[Entries from a pointing dataset]

>> start

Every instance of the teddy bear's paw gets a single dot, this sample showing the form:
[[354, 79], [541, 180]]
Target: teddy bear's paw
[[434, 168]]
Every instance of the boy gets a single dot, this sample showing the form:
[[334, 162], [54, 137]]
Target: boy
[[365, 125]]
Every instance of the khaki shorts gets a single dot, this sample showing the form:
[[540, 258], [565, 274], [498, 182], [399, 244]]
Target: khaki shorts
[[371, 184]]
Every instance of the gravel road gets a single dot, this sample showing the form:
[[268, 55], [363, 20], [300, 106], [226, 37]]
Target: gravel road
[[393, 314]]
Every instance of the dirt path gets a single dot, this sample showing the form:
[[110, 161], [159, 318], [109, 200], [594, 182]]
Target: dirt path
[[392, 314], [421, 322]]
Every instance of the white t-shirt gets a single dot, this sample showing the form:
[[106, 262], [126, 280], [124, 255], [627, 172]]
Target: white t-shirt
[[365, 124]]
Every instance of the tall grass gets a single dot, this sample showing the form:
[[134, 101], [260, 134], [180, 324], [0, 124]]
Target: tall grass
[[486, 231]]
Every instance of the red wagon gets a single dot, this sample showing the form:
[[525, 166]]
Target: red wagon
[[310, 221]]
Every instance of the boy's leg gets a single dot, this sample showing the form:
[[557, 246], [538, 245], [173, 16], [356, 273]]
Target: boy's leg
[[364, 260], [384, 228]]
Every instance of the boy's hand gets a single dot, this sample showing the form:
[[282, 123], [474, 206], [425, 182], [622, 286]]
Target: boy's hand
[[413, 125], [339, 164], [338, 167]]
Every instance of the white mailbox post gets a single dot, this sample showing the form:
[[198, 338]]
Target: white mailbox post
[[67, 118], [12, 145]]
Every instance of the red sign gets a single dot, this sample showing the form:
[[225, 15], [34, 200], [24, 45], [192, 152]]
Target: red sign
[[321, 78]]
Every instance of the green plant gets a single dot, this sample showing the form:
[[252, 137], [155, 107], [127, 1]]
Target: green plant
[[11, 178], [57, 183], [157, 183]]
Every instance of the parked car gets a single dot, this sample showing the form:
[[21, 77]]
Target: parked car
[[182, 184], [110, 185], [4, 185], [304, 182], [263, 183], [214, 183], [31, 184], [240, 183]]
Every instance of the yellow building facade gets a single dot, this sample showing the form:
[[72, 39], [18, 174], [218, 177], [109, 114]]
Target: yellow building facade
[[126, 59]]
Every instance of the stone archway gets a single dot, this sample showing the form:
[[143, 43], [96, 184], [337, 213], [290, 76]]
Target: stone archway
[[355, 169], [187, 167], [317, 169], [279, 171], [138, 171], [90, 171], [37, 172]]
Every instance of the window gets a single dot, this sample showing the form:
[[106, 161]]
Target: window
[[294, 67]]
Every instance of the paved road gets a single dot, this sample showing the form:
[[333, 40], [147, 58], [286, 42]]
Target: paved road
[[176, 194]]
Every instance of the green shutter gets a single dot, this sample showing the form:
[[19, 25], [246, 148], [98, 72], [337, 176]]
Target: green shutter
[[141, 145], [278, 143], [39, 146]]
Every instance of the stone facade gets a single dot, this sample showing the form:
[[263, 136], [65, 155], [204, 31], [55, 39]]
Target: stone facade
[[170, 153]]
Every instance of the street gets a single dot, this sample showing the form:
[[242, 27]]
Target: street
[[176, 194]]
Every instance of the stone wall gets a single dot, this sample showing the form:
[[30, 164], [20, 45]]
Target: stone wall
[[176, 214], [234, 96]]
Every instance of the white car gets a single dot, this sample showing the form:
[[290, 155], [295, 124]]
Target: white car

>> end

*TASK:* Rewrite the entire listing above, replacing every "gets a single dot" with "receives one point" and keeping everything else the same.

*SOLVED PROBLEM:*
Every instance of the teddy bear's paw receives one point, this sample showing the form:
[[354, 79], [541, 180]]
Target: teddy bear's paw
[[434, 168]]
Every instance of the boy receives one point, this sample showing the form:
[[334, 162], [54, 137]]
Target: boy
[[365, 125]]
Every instance of the khaki shorts receives one point, this sample showing the form:
[[540, 258], [565, 274], [498, 182], [399, 244]]
Target: khaki shorts
[[371, 184]]
Every instance of the gravel road receives one point, this sample showing the form:
[[268, 55], [363, 20], [300, 106], [226, 37]]
Target: gravel road
[[393, 314]]
Every instance of the dirt path receives one point, this sample showing the form:
[[110, 161], [159, 318], [109, 200], [594, 182]]
Target: dirt path
[[392, 314], [421, 322]]
Every instance of the white t-shirt receives one point, this sample showing the form:
[[106, 262], [126, 280], [124, 255], [627, 172]]
Target: white t-shirt
[[365, 124]]
Every instance of the tall grass receives one point, this sample showing the form:
[[134, 101], [260, 134], [180, 324], [0, 124]]
Target: tall grass
[[486, 231]]
Every instance of the red wagon receives one point, this sample showing the form:
[[525, 166]]
Target: red wagon
[[310, 221]]
Every instance of the boy's leg receives one point, this sample showing the form:
[[557, 246], [538, 245], [173, 16], [356, 273]]
Target: boy's leg
[[364, 260], [384, 228]]
Every instance of the boy's hand receives one point, this sample showing the form:
[[282, 123], [474, 206], [425, 182], [622, 286]]
Target: boy's hand
[[413, 125], [339, 164], [338, 167]]
Every instance of the white mailbox post receives one point, this sample showing the form:
[[198, 338]]
Target: white mailbox post
[[67, 118], [12, 145]]
Every instance of the red sign receives one point, this sample showing the form:
[[225, 15], [34, 200], [24, 45], [192, 152]]
Target: red sign
[[321, 78]]
Every instance of the green plant receives one point, this sample showing the form:
[[252, 137], [155, 107], [127, 1]]
Target: green plant
[[11, 178], [57, 183], [157, 183]]
Every instance of the parked car receives one point, this sample showing the form:
[[21, 77]]
Target: parked car
[[182, 184], [110, 185], [4, 185], [304, 182], [263, 183], [214, 183], [31, 184], [240, 183]]
Every instance of the yellow building facade receives one point, this sample showing the form:
[[72, 39], [18, 174], [218, 177], [109, 114]]
Target: yellow building facade
[[126, 59]]
Every instance of the stone archway receives one point, this sample showing the form:
[[143, 43], [96, 184], [337, 213], [290, 76]]
Target: stone archway
[[355, 169], [187, 167], [317, 169], [279, 171], [138, 171], [90, 171], [37, 172]]
Every instance of the window receives one point, this sample showing the form:
[[106, 161]]
Target: window
[[294, 67]]
Every instance of the paved road receives one point, this sample showing the form:
[[333, 40], [147, 58], [286, 42]]
Target: paved road
[[176, 194]]
Every instance of the green shutter receives one point, this sample showing the form:
[[19, 25], [246, 148], [98, 72], [337, 176]]
Target: green shutter
[[141, 145], [278, 143], [39, 146]]
Every instance of the stone facade receives one point, this sample showing the form:
[[263, 136], [65, 155], [204, 31], [55, 39]]
Target: stone facade
[[170, 153]]
Every instance of the street receives one point, this sample showing the form:
[[242, 27]]
Target: street
[[176, 194]]
Every instance of the stone wall receives one point, this sample showing the form:
[[30, 164], [20, 45]]
Target: stone wall
[[176, 214], [234, 96]]
Every instance of the white car receives one point, this sample showing the form:
[[290, 155], [295, 124]]
Target: white car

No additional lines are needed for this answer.